■ **GIVEN ENTRIES**:
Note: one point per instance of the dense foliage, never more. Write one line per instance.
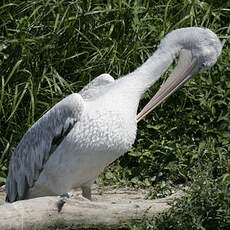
(49, 49)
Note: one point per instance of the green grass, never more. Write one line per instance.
(49, 49)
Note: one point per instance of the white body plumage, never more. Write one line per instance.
(73, 142)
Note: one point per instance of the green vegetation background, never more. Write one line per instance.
(49, 49)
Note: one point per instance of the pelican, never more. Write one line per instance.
(71, 144)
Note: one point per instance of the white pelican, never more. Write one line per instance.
(71, 144)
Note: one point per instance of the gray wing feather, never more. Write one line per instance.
(39, 142)
(95, 87)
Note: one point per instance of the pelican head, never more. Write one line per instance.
(198, 50)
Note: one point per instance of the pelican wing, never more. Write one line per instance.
(96, 86)
(39, 142)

■ **THE TASK**: Repeat each record as given. No picture belongs in the copy.

■ **RESULT FOR THIS TASK**:
Note: one point per instance of the dense foliage, never more. Write one line per instance.
(49, 49)
Note: one point per instance of the green grass, never more. Write one line per instance.
(49, 49)
Note: one point per instance of the white body plumage, never more. Write one line per instance.
(73, 142)
Note: one point per instance of the green vegetation background, never more. Write one line per instance.
(49, 49)
Note: one point per instance of the pelican, never more. Write one line per instance.
(71, 144)
Note: one point per instance of the white pelican, never more. Write one line per instance.
(71, 144)
Note: one point per instance of the gray wing feather, never more. Write one line per instance.
(39, 142)
(95, 87)
Note: one point per instance of the pelican head, never more. Write one line per instance.
(198, 50)
Note: one point per instance of the pelican wing, never more. Write one line per instance.
(96, 86)
(39, 142)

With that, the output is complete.